» **EXERCISE PROMPT**: Search the lines of the records for the word "rind", and copy every line that has it.
□ □ □
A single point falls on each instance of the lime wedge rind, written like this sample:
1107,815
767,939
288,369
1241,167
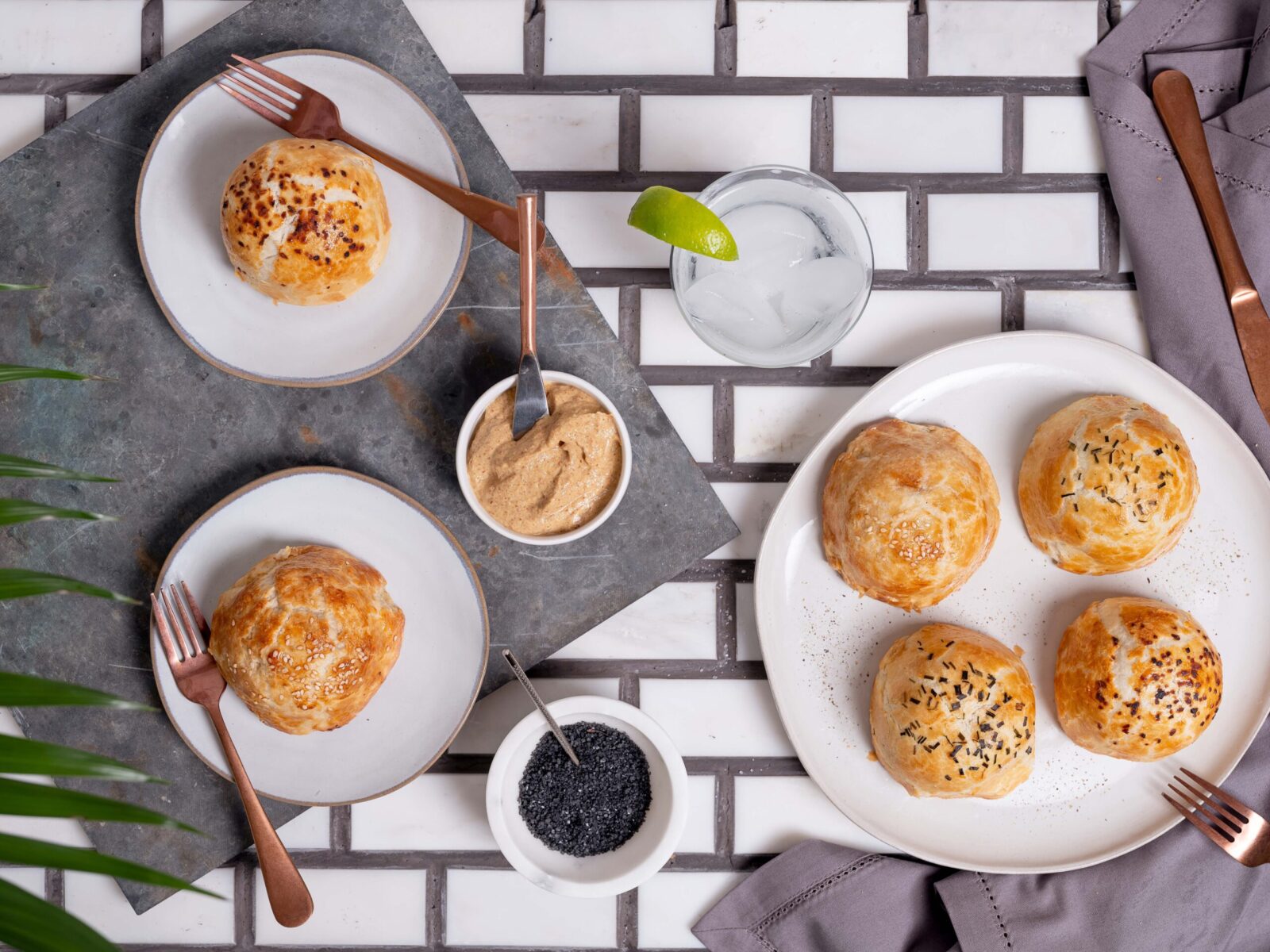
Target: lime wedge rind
□ □ □
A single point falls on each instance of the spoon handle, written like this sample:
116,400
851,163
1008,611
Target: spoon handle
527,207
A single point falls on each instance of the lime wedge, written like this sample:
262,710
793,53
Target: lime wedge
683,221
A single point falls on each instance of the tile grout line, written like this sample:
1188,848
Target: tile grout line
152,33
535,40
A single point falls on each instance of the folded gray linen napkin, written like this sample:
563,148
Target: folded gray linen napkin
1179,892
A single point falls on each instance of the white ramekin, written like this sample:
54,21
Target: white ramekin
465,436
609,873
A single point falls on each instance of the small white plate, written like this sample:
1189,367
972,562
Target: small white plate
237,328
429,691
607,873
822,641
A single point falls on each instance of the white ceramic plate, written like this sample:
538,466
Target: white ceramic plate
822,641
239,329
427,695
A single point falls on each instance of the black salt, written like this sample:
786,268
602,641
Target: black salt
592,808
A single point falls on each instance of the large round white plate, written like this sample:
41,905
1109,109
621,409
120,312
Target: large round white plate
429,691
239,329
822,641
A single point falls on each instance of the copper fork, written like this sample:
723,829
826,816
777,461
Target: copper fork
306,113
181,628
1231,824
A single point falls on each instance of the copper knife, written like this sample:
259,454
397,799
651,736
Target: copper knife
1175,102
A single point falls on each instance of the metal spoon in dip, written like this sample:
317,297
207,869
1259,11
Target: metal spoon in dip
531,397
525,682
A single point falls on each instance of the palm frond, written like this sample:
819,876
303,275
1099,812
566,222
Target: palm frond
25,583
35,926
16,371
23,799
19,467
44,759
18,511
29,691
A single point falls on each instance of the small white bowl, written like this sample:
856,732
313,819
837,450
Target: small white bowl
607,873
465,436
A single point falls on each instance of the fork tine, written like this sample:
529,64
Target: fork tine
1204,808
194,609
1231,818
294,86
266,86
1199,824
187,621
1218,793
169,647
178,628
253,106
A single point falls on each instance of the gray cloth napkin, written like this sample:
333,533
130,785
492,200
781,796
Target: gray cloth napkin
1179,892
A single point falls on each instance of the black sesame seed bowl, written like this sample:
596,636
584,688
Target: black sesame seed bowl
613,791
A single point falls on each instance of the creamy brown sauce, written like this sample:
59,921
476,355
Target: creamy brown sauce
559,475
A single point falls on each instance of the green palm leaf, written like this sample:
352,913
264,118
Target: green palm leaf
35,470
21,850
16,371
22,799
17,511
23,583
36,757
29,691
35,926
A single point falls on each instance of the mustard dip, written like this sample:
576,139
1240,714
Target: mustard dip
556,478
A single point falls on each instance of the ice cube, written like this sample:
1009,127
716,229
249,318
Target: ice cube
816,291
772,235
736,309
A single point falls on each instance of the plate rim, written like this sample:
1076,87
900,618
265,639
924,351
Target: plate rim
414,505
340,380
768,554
□ □ □
» **PROBLEM SOLUTION**:
A single point falls on each instance of the lime wedge rind, written like this sample:
Target: lime wedge rind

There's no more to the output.